O QUE FAZER
Transcreva sem nenhuma alteração todas as linhas do material abaixo.

TRECHO DOS DADOS
============
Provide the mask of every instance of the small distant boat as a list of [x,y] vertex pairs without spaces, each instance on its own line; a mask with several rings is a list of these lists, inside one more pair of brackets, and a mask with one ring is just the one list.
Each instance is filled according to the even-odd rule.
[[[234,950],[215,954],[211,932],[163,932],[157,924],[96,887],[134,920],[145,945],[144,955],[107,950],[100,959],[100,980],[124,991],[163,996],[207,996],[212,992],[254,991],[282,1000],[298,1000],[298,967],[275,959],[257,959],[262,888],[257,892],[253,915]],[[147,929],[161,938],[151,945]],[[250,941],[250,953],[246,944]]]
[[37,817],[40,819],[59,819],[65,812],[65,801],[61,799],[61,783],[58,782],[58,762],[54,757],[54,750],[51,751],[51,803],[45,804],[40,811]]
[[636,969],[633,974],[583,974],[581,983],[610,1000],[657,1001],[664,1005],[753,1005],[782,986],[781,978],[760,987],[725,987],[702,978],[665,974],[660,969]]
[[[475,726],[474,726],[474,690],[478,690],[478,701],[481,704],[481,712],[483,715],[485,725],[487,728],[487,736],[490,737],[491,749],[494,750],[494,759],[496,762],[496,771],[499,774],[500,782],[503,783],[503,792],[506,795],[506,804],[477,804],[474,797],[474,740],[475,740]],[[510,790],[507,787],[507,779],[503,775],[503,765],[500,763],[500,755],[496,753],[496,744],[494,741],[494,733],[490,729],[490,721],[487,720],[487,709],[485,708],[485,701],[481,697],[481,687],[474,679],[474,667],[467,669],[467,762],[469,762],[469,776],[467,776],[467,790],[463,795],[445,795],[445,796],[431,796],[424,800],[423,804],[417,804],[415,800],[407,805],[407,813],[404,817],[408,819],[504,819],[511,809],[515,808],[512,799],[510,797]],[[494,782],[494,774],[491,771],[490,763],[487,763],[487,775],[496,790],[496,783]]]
============
EXERCÍCIO RESOLVIDO
Provide the mask of every instance of the small distant boat as a list of [x,y] vertex pairs without spaces, each instance on its own line; a mask with several rings is a list of these lists, inside one more pair of brackets, and a mask with one ring is just the one list.
Each instance is filled according to the even-odd rule.
[[[234,950],[215,954],[211,932],[163,932],[157,924],[96,887],[134,920],[145,945],[144,955],[107,950],[100,959],[100,980],[124,991],[163,996],[207,996],[212,992],[254,991],[282,1000],[298,1000],[298,967],[275,959],[257,959],[262,888],[257,892],[253,915]],[[147,929],[161,938],[151,945]],[[250,941],[250,953],[246,944]]]
[[37,817],[40,819],[59,819],[65,812],[65,801],[61,799],[61,783],[58,782],[58,762],[54,757],[54,750],[51,751],[51,803],[45,804],[40,811]]
[[636,969],[633,974],[583,974],[581,983],[610,1000],[657,1001],[664,1005],[753,1005],[782,986],[781,978],[760,987],[725,987],[702,978],[665,974],[660,969]]
[[[475,726],[474,726],[474,690],[478,690],[478,701],[481,704],[481,712],[483,715],[485,725],[487,728],[487,736],[490,737],[491,749],[494,750],[494,759],[496,762],[496,771],[499,774],[500,782],[503,783],[503,792],[506,795],[506,804],[477,804],[474,797],[474,740],[475,740]],[[510,790],[507,787],[507,779],[503,775],[503,765],[500,763],[500,755],[496,753],[496,744],[494,741],[494,733],[490,729],[490,721],[487,720],[487,709],[485,708],[485,701],[481,697],[481,687],[474,679],[474,667],[467,669],[467,762],[469,762],[469,776],[467,776],[467,790],[463,795],[445,795],[445,796],[431,796],[424,800],[423,804],[417,804],[415,800],[407,805],[407,813],[404,817],[408,819],[504,819],[511,809],[515,808],[512,799],[510,797]],[[494,782],[494,774],[491,771],[490,763],[487,763],[487,775],[496,790],[496,783]]]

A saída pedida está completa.